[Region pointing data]
· · · · ·

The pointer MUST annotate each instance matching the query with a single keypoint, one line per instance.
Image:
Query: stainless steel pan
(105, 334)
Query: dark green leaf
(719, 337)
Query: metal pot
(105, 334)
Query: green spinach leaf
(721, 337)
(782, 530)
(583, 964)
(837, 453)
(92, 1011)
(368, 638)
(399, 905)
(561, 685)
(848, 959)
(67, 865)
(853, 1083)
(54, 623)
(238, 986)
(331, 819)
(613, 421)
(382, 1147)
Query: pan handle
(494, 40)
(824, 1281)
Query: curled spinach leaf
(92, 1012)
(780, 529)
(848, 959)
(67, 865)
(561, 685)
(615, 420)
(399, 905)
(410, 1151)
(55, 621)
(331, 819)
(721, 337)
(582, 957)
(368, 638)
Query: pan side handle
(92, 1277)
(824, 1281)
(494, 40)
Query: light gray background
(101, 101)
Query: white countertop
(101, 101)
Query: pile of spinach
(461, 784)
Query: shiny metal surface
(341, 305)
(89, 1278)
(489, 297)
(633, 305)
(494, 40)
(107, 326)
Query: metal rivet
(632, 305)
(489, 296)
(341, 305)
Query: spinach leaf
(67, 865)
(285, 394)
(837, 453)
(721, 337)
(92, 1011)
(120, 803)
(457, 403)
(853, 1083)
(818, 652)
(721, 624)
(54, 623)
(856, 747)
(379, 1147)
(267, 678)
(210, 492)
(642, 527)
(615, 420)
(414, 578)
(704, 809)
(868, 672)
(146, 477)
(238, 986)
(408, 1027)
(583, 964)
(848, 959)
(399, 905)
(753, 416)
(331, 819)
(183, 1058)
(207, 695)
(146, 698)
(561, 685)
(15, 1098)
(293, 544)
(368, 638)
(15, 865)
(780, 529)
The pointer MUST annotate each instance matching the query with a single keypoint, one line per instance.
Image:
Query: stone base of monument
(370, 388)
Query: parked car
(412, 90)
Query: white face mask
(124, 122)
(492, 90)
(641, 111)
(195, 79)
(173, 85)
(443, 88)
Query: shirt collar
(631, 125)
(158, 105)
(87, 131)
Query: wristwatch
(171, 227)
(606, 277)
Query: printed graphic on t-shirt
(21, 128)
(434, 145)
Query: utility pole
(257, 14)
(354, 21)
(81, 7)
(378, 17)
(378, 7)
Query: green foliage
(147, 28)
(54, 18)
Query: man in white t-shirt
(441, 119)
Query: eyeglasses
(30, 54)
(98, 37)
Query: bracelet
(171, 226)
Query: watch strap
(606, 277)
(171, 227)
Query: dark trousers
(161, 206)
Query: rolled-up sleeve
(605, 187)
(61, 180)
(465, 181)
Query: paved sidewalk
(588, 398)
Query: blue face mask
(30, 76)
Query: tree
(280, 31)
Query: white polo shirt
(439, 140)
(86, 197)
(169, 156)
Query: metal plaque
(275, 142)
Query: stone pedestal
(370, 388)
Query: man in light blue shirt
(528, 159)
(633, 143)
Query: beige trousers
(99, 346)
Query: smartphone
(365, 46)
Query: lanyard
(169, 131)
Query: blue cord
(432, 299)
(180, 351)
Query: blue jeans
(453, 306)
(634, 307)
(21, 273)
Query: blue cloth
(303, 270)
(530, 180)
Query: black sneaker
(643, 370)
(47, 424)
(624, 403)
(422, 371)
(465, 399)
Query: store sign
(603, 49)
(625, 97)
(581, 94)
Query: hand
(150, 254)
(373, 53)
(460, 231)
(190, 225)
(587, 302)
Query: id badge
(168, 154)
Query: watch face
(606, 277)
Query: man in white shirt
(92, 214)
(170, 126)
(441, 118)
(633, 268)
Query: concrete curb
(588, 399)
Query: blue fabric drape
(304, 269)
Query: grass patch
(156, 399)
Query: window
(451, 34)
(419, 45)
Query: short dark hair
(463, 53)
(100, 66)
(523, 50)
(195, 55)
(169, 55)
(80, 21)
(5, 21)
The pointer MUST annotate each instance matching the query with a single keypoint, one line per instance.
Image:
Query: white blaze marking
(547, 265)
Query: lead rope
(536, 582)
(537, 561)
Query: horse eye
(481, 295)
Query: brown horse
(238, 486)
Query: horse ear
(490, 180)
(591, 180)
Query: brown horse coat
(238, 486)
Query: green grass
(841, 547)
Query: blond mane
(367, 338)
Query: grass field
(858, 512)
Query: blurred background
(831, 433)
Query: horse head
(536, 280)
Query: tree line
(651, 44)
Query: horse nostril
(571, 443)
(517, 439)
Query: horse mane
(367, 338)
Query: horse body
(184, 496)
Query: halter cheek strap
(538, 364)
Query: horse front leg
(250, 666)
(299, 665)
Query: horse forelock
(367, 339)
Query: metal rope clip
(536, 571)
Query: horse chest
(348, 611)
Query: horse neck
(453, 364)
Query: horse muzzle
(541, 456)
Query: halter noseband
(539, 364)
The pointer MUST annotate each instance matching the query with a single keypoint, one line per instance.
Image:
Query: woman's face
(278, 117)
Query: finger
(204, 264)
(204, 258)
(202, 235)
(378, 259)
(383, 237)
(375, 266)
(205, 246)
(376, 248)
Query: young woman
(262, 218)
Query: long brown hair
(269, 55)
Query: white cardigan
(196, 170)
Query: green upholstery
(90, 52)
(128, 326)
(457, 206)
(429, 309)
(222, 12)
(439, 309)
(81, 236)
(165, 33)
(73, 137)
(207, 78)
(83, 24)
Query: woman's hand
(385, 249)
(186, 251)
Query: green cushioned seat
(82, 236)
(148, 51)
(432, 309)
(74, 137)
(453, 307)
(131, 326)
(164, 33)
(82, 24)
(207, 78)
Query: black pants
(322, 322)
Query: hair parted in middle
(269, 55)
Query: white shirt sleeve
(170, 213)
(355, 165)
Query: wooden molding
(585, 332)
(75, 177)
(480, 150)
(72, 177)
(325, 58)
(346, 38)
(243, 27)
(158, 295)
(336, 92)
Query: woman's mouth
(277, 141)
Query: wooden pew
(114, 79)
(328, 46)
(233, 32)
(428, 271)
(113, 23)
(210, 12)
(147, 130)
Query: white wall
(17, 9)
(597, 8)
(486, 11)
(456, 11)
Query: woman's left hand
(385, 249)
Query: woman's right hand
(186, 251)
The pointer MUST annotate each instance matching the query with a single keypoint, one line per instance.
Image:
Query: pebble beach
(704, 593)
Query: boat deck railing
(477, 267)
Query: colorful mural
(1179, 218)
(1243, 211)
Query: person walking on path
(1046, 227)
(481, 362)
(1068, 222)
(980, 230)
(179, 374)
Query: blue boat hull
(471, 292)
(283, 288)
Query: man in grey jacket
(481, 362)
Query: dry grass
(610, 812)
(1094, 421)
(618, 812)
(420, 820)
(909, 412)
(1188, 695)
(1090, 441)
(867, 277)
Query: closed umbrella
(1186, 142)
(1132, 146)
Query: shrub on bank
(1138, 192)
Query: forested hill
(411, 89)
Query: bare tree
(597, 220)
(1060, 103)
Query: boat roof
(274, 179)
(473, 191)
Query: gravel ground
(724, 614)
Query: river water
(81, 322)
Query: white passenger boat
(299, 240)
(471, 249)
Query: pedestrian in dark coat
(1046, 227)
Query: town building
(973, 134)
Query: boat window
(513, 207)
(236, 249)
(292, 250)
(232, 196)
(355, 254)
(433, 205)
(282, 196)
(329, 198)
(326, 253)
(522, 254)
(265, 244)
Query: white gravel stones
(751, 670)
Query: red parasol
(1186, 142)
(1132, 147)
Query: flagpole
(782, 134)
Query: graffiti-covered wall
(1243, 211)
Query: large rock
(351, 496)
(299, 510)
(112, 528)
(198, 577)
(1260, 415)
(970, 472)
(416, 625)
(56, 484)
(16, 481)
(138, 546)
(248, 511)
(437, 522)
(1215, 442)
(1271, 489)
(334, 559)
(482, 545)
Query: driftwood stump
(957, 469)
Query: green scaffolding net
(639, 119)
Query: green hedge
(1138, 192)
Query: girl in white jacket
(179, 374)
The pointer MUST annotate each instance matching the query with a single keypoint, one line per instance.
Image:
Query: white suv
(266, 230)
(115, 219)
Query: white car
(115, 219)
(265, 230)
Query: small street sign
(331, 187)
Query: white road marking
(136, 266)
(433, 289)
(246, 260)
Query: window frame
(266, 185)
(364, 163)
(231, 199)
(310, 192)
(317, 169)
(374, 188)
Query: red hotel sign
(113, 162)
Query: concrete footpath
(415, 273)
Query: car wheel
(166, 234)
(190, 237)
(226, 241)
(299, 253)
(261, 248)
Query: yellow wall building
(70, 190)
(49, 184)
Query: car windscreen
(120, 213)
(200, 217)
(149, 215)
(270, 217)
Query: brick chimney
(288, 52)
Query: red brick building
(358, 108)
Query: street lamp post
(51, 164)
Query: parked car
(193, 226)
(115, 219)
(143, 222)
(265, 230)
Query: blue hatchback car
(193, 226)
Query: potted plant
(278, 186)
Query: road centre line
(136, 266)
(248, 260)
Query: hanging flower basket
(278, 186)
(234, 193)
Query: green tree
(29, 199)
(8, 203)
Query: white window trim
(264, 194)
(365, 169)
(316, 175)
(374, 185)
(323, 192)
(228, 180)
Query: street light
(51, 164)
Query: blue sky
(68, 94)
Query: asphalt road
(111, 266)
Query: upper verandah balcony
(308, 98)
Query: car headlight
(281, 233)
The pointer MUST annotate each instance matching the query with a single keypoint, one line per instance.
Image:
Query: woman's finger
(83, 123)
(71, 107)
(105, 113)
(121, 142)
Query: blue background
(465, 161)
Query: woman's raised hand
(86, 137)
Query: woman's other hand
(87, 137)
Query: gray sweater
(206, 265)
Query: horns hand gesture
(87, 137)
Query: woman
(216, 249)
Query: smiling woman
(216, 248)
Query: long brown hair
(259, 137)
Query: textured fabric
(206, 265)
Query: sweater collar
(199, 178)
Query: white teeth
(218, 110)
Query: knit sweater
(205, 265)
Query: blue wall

· · · · ·

**WHAT YOU SHOULD DO**. Starting from the line containing "Query: sweater collar" and ending with the final line of the data, reproduce each line exactly as it appears, including no other lines.

**TASK OUTPUT**.
Query: sweater collar
(199, 178)
Query: white teeth
(218, 110)
Query: knit sweater
(205, 265)
Query: blue wall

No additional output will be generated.